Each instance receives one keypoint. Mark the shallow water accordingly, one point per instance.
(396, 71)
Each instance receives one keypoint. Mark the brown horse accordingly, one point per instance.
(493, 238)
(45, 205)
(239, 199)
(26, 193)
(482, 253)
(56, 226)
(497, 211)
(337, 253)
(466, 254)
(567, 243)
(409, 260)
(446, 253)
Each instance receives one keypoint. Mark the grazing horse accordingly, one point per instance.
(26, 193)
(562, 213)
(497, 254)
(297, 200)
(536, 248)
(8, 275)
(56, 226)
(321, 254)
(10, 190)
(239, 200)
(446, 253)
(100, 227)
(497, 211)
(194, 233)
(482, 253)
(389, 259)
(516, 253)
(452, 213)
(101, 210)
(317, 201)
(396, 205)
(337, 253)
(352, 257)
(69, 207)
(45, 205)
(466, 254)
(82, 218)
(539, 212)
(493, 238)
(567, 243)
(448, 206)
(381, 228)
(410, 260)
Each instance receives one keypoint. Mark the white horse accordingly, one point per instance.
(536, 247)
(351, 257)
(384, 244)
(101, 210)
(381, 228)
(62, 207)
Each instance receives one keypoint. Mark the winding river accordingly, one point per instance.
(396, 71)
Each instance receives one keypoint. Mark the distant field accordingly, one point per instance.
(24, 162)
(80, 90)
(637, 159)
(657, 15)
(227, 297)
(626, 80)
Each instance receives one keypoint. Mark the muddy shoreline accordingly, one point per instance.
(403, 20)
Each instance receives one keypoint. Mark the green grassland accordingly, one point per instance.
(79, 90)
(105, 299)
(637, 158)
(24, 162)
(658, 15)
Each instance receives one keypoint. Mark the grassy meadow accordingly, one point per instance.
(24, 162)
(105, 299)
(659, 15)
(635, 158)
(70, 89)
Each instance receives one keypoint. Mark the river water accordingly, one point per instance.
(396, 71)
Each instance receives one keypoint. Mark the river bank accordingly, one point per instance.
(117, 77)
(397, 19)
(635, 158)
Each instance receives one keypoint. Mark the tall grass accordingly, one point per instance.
::::::
▶ **Task to carry out**:
Your task is to repeat every entry exactly.

▶ **The result**:
Each instance receives one keypoint. Mark the shallow water accordingly, one point per instance.
(396, 71)
Each instance receives one keypoint. Mark the brown horse accordingly, one point per instance.
(493, 238)
(45, 205)
(239, 199)
(26, 193)
(482, 253)
(56, 226)
(497, 211)
(337, 253)
(466, 254)
(567, 243)
(409, 260)
(446, 253)
Each instance receives one keypoint. Mark the grazing horse accordingly, one point per instance.
(26, 193)
(562, 213)
(497, 254)
(297, 200)
(536, 248)
(8, 275)
(56, 226)
(321, 254)
(10, 190)
(239, 200)
(446, 253)
(100, 227)
(497, 211)
(194, 233)
(482, 253)
(389, 259)
(516, 253)
(452, 213)
(101, 210)
(317, 201)
(396, 205)
(337, 253)
(352, 257)
(69, 207)
(45, 205)
(466, 254)
(82, 218)
(539, 212)
(493, 238)
(567, 243)
(448, 206)
(381, 228)
(410, 260)
Each instance receives one keypoint. Mark the white horse accordingly, one point per instance.
(536, 247)
(351, 257)
(384, 244)
(101, 210)
(381, 228)
(62, 207)
Each instance receives one keypoint. Mark the winding river accordingly, one point per instance.
(396, 71)
Each instance receives one keypoint. Mark the distant field accordingly, one point per instance.
(24, 162)
(80, 90)
(637, 159)
(657, 15)
(227, 297)
(626, 80)
Each instance receives one keypoint. Mark the muddy shoreline accordingly, one point per instance.
(403, 20)
Each instance receives one keypoint. Mark the green grassland accordingly, one point per instance.
(79, 90)
(105, 299)
(637, 158)
(24, 162)
(658, 15)
Each instance receives one keypoint. Mark the grassy meadow accordingly, one point per instance.
(24, 162)
(105, 299)
(659, 15)
(635, 158)
(70, 89)
Each instance receives one keypoint. Mark the river water accordingly, one point per instance.
(396, 71)
Each instance receives one keypoint. Mark the river bank accordingly, one point per instance.
(117, 77)
(397, 19)
(635, 158)
Each instance receives one keypoint. Mark the tall grass accordingly, one point per instance.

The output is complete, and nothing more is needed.